• **Work to be completed**
Add -107 to every number in the answer coordinates across the stretch of material from its start through the line containing "(119, 130), (142, 137)", both ends included. Write out that whole stretch with every other line left as it is.

• **Dataset excerpts**
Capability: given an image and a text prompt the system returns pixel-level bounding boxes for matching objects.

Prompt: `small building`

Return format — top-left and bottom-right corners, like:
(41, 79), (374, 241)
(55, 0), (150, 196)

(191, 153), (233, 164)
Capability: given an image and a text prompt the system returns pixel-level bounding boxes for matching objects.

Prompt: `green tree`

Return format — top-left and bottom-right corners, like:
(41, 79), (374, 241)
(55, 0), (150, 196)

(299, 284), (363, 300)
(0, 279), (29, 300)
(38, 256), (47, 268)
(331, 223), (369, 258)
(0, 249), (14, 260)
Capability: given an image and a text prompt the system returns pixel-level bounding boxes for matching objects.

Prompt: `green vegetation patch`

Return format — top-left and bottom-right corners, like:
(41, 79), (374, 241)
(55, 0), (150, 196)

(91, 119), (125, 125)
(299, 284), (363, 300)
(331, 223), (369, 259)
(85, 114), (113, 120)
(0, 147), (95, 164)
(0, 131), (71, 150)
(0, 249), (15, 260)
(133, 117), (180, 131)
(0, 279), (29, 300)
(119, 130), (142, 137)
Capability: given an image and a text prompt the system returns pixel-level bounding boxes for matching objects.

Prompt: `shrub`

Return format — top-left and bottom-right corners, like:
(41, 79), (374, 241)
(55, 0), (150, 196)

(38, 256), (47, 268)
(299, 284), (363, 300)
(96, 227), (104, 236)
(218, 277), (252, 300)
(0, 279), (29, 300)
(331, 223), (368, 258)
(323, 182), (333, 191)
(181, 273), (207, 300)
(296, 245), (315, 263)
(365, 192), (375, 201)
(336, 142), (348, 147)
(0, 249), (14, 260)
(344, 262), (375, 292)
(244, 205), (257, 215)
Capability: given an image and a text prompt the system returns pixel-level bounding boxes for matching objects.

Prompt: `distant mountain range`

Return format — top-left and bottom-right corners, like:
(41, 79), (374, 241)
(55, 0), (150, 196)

• **Completed task**
Capability: given an image and a text prompt the system returns pixel-level bounding boxes for matching objects.

Prompt: `small building`

Return format — top-left and bottom-right corners, like:
(41, 79), (374, 241)
(55, 0), (150, 196)

(84, 46), (126, 57)
Capability: given an image and a text prompt the system returns pixel-level bounding boxes for matching objects.

Prompt: `green tree`

Return format — top-left and bottom-right corners, like:
(41, 79), (374, 241)
(55, 0), (150, 196)

(192, 177), (256, 193)
(-107, 172), (-78, 193)
(-69, 149), (-60, 161)
(224, 116), (262, 151)
(-107, 142), (-93, 153)
Capability: given an image and a text prompt the system returns pixel-level bounding boxes for matching objects.

Prompt: `green vegetation patch`

Return format — top-left and bottom-right corners, like:
(41, 79), (374, 241)
(55, 0), (150, 196)

(-16, 12), (18, 18)
(192, 177), (256, 193)
(224, 116), (262, 152)
(-22, 7), (6, 13)
(-107, 40), (-12, 57)
(-107, 24), (-36, 43)
(-107, 142), (-92, 153)
(26, 10), (73, 24)
(-107, 172), (-78, 193)
(12, 23), (35, 30)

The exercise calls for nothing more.